_READING TEXT_:
┏━━

I was born in Taiwan, like my parents, but unlike my grandparents, who were from China. At five, I moved to Texas, then New Jersey, where I learned how to be American. At eleven, I returned to Taiwan, where I was suddenly expected to relearn how to be Taiwanese. This transition—marked by dislocation, resistance, and estrangement—unfolded under the shadow of “China,” a concept shaped by my grandparents’ memories and Taiwan’s authoritarian past. Yet I resisted forming a Taiwanese identity, still imagining myself in the American suburbs outside New York.

This ongoing state of transition continues to shape both my sense of belonging and my artistic practice—situated between the miasmic, sensory world of the Taiwanese wet markets of my childhood and the sterile chill of American supermarkets; between the lingering specters of authoritarianism in Taiwan and the imagined freedoms of American democracy.

During the pandemic, I overcame a childhood fear of water and learned to swim, transforming am early memory of near-drowning into a quiet form of resilience. I can now swim a mile nonstop, breathing steadily through each stroke. This personal transformation mirrors my artistic aim: to confront the collapsing waves of the past—the flood of memories, the erosion of time—and to continually reanimate the will to reimagine intergenerational trauma. In working with negatives, I move forward one breath, one exposure, one light at a time.

┗━━

_PROMPT_: Quote the passage of the statement on identity and artistic practice between "This ongoing state" and "light at a time.", inclusive. None of the records is needed for this work.

Segmentation mask data
┏━━

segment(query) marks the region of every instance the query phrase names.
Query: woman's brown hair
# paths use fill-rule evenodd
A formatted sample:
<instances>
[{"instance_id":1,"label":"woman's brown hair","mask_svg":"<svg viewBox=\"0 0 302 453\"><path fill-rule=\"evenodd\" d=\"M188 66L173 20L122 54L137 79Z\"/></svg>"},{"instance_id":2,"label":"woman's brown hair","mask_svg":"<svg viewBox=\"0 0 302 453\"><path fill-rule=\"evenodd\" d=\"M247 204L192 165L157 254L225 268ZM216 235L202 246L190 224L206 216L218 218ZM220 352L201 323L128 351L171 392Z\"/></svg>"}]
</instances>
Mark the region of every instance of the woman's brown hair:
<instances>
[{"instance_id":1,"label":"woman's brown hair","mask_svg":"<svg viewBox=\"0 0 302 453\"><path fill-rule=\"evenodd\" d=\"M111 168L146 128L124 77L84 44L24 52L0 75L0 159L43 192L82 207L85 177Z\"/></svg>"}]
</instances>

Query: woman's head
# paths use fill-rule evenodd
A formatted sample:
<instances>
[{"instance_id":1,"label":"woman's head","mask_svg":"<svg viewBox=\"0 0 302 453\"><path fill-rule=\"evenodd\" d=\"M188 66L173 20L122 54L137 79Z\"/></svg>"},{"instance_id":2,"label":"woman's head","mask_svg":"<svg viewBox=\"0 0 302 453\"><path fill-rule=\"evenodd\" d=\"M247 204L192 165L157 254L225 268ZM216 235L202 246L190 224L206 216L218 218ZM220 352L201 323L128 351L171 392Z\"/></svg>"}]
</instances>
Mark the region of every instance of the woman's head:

┗━━

_TASK RESPONSE_:
This ongoing state of transition continues to shape both my sense of belonging and my artistic practice—situated between the miasmic, sensory world of the Taiwanese wet markets of my childhood and the sterile chill of American supermarkets; between the lingering specters of authoritarianism in Taiwan and the imagined freedoms of American democracy.

During the pandemic, I overcame a childhood fear of water and learned to swim, transforming am early memory of near-drowning into a quiet form of resilience. I can now swim a mile nonstop, breathing steadily through each stroke. This personal transformation mirrors my artistic aim: to confront the collapsing waves of the past—the flood of memories, the erosion of time—and to continually reanimate the will to reimagine intergenerational trauma. In working with negatives, I move forward one breath, one exposure, one light at a time.